PROMPT
Would you restate every entry below word for word? Leave out the pictures.

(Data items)
● ● ● ●

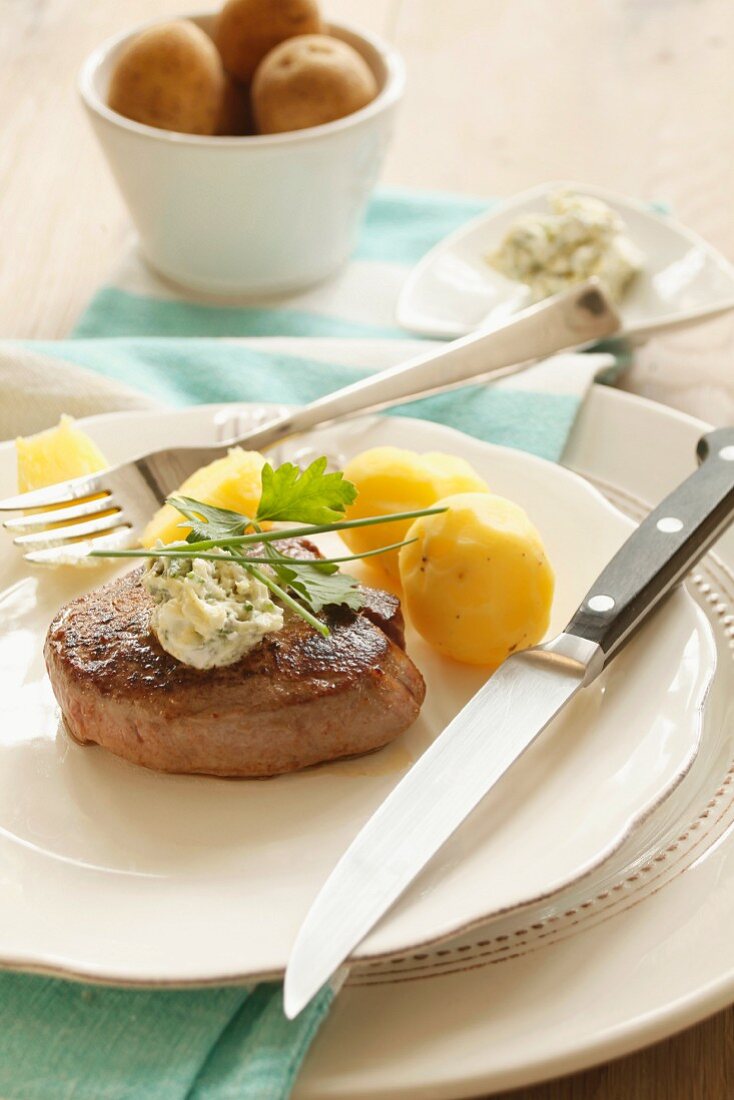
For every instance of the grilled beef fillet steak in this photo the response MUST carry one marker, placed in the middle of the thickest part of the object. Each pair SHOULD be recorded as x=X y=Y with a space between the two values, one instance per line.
x=295 y=700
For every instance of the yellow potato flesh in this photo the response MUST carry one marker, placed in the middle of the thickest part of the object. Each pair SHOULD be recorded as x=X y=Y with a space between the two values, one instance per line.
x=56 y=454
x=477 y=584
x=390 y=480
x=232 y=482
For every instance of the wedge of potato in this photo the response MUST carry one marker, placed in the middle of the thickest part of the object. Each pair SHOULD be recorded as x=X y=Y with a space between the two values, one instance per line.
x=55 y=455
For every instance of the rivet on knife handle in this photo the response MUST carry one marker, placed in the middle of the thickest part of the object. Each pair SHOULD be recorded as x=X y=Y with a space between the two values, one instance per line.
x=663 y=549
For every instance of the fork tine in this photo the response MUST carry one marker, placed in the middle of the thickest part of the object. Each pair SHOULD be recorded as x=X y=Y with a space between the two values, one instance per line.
x=76 y=552
x=42 y=519
x=55 y=494
x=58 y=536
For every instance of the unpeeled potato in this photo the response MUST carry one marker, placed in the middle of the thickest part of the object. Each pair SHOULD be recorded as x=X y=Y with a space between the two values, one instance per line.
x=172 y=77
x=309 y=80
x=477 y=583
x=232 y=482
x=247 y=30
x=391 y=480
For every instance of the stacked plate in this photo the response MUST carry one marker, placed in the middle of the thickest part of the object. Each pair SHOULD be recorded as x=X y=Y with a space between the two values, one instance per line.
x=578 y=914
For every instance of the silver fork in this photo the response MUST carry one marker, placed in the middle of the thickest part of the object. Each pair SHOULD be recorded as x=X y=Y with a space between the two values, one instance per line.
x=107 y=510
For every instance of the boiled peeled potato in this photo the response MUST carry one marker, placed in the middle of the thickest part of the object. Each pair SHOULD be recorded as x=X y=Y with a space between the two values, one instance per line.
x=477 y=583
x=233 y=482
x=171 y=77
x=391 y=480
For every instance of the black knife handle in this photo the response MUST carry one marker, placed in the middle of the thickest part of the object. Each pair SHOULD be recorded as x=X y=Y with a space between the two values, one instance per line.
x=663 y=549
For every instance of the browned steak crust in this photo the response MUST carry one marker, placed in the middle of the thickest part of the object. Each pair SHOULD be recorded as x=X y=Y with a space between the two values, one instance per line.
x=295 y=700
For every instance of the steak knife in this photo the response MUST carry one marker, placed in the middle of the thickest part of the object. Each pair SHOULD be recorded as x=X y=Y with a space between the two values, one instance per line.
x=504 y=718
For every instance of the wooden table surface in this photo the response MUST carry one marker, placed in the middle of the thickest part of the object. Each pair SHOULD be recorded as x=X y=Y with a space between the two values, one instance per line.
x=633 y=95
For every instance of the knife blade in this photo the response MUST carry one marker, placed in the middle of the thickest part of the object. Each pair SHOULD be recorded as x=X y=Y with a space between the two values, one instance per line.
x=504 y=718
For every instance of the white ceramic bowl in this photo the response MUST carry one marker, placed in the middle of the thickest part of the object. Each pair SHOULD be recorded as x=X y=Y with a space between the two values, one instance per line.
x=255 y=215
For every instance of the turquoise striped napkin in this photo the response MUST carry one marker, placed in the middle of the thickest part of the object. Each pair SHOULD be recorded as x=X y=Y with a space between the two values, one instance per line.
x=141 y=337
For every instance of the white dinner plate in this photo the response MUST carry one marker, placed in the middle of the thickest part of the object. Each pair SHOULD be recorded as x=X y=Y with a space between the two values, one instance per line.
x=83 y=831
x=452 y=289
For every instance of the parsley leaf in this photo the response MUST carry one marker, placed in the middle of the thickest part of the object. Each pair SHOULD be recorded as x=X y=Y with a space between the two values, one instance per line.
x=308 y=496
x=319 y=584
x=208 y=521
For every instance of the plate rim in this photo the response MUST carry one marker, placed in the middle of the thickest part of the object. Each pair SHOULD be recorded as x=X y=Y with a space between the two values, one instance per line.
x=641 y=1029
x=73 y=971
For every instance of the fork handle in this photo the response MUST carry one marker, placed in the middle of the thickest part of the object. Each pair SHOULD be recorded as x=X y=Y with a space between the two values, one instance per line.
x=663 y=549
x=572 y=319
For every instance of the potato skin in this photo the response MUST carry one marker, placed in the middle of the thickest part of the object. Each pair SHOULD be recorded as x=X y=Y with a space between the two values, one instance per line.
x=392 y=480
x=477 y=584
x=247 y=30
x=171 y=77
x=307 y=81
x=234 y=117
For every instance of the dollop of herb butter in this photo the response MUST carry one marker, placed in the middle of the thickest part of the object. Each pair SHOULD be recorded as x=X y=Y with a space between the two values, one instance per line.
x=208 y=613
x=579 y=238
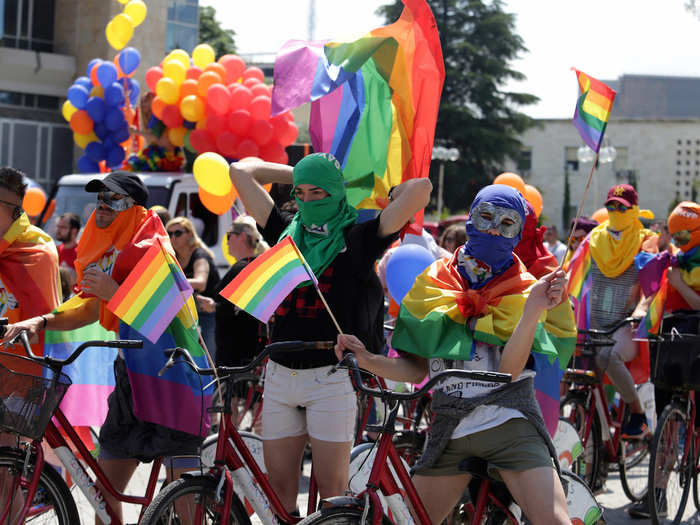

● ● ● ●

ANSWER
For every instance of the grilled beef fillet steak in this photo the response MUST carry one marker, placed in the middle of the thickest part of the object. Each pair SHOULD be recorded as x=X y=Y with a space between the two values, one instance per line.
x=295 y=700
For every instance of the yellow potato flesh in this photo the response MUST carry one marker, placed in the middle of the thickest part of the object. Each pair SHOULD be recorded as x=X y=Y with a space between the two values, one instance per line.
x=56 y=454
x=477 y=584
x=390 y=480
x=232 y=482
For every instance of the wedge of potato in this photo the response MUST carry one marker, placed in the middle of the thickest part of the object. Each pair SHOULD be recorded as x=X y=Y with a space between the two values, one instance per line.
x=55 y=455
For every instance of the rivet on knife handle in this photo the response MUST carry one marker, placed in the middle of the thickest part of the object. Each pair SHOULD be recorded as x=X y=Y with a space between the two values, one instance per line.
x=663 y=549
For every instance of the fork tine in this photo the response MUST carry one marker, placed in the middle of the thickest part of the object. Each pair SHOULD be recorded as x=X y=Y with a space between the two values, one instance per line.
x=76 y=552
x=42 y=519
x=55 y=494
x=58 y=536
For every instance of the unpeeled potato in this photo the response MUST carry one marker, placed in the middle of the thickest part of the object. Each pair SHOULD be recorded as x=X y=Y with a space between the two values, one instance per line.
x=172 y=77
x=309 y=80
x=477 y=583
x=232 y=482
x=247 y=30
x=391 y=480
For every instance of the stacked plate in this photo the response MUST carry one marker, placed in the middle of the thickest part of the object. Each pair SHOULD be recorded as x=X y=Y with a space between the two values, one instance per line.
x=578 y=914
For every instance of the silver fork in this photo the response MUST carry one marker, placed in the middle of the thickest part of the object. Each pair SHOULD be recorded as x=X y=Y with a space between the two values, one instance per line.
x=107 y=510
For every instance of the boiled peeled potato in this photo the response MUST carry one marker, placed in the middle of the thickest part of the object. Each pair SHOULD be recorded as x=X y=Y with a space between the two values, one instance per line.
x=477 y=583
x=233 y=482
x=171 y=77
x=391 y=480
For every instance of the black knife handle in this photo the response MUST carry one marker, placed in the middle of the thickest part of the object. Each pair SHOULD be recorded as x=X y=Y with a space between the two values, one instance per line.
x=663 y=549
For every instance of the browned steak crust in this photo the response MUST carry one marker, placed in the middle of the thickest part of the object. Each pair SHOULD be recorded as x=X y=Y with a space between the two values, one instance per line.
x=295 y=700
For every instance of the steak knife in this photo the response MUST carry one marker, placed in the middle of the thickest part of the object. Each pair SHOULD be recorded as x=X y=Y with a space between the two values, one instance per line.
x=504 y=718
For every instance of the wooden table surface in this photo the response MUST carry one marker, placed in the middle of the thickest part of the object. Each pair SHOULD be recorded as x=X y=Y with a space between the two values, one instance per line.
x=633 y=95
For every instance of the knife blade in this photo the response MUST carry one marker, placed in the middle of the thickest part of the object. Each pair SHOULD be recorded as x=X y=Y with a space between the two values, one instance per line.
x=504 y=718
For every instance of the white ceramic bowl in this photo the response MUST carry one marker, placed in the middle of the thickest part of the object. Each pair SHOULD be recorded as x=X y=Y with a space between the two values, one instance per line.
x=255 y=215
For every instance of the turquoise striped napkin in this photo the response MUST carry one marker, placed in the middle of the thickest part of the object. Each pair SHOULD be recorded as x=X y=Y with a space between the two values, one instance per line.
x=141 y=337
For every instance of the white dinner plate in this photo the response MUST carry one marker, placed in the middle of the thickest part of the object. Each pair SHOULD be recorded as x=X y=Y with a space between the two values, one instance per line.
x=83 y=831
x=452 y=289
For every instance of the parsley leaf in this photo the response MUST carry one marker, placed in the middle of the thickest part of the object. Each pair SHOULD be recorded as x=X y=Y with a space between the two values, one instance per line.
x=308 y=496
x=319 y=584
x=208 y=521
For every instance of the plate rim in this photo the response MUST carry one marker, placed in the middle of the thickest part of the object. Each pair SHOULD be recorded as x=X y=Y with a space between the two values, one instance per line.
x=641 y=1029
x=73 y=971
For every instance of the fork handle in this photo the response MUST carry one marker, placed in the middle of the thickest part of the object. Each pair SHOULD be recorded as x=X y=Y with a space between the two values, one instance per line.
x=663 y=549
x=572 y=319
For every instance of the potato skin in this photo the response MUST carry one marker, placed in the middle of the thickest part of the object. Each pair SHOULD be recorded as x=X y=Y with a space between the two values, one instance per line.
x=392 y=480
x=477 y=584
x=247 y=30
x=171 y=77
x=307 y=81
x=234 y=117
For every instance of the dollop of herb butter in this photo the response MUST carry one marker, placed in the middle of the thickest part of the object. Each pair SHOULD be recorded as x=X y=Y with a space between the two values, one instance per line.
x=208 y=613
x=579 y=238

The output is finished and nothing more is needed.